▸ Instructions for the task
Return a copy of each line in the listing that includes the word "green".

▸ Data for this exercise
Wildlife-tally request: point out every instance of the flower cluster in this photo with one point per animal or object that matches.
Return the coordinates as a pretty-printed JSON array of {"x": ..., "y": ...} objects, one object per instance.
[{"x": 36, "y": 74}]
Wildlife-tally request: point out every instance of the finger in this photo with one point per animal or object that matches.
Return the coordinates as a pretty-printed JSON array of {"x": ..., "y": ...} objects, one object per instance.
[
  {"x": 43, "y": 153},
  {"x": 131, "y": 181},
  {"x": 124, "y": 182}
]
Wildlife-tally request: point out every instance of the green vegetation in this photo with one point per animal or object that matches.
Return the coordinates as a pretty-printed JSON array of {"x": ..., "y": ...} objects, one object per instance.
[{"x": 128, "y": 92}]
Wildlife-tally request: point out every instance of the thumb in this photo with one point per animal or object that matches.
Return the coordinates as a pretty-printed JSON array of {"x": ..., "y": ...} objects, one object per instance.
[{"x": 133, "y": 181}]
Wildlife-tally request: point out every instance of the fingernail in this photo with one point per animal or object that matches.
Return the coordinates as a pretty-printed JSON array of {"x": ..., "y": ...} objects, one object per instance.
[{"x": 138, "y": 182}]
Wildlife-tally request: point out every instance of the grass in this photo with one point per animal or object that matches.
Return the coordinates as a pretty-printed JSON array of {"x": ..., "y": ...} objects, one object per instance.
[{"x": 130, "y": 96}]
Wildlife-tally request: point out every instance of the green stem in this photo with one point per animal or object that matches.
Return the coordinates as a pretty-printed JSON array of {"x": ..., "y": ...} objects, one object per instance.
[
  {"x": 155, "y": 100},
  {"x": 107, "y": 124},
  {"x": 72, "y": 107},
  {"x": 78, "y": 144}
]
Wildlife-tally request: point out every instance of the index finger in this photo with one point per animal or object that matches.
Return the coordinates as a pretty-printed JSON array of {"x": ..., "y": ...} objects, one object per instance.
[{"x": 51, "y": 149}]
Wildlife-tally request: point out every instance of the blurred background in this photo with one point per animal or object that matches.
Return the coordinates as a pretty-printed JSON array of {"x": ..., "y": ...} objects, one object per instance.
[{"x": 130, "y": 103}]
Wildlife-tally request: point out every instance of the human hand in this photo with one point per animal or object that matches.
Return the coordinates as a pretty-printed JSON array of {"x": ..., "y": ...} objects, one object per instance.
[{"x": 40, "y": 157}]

▸ Reply
Wildlife-tally request: point out every instance of the green vegetation in this photo with one point per animal or object that matches.
Wildlife-tally request: point out every instance of the green stem in this photo with one point per animal or object that matches.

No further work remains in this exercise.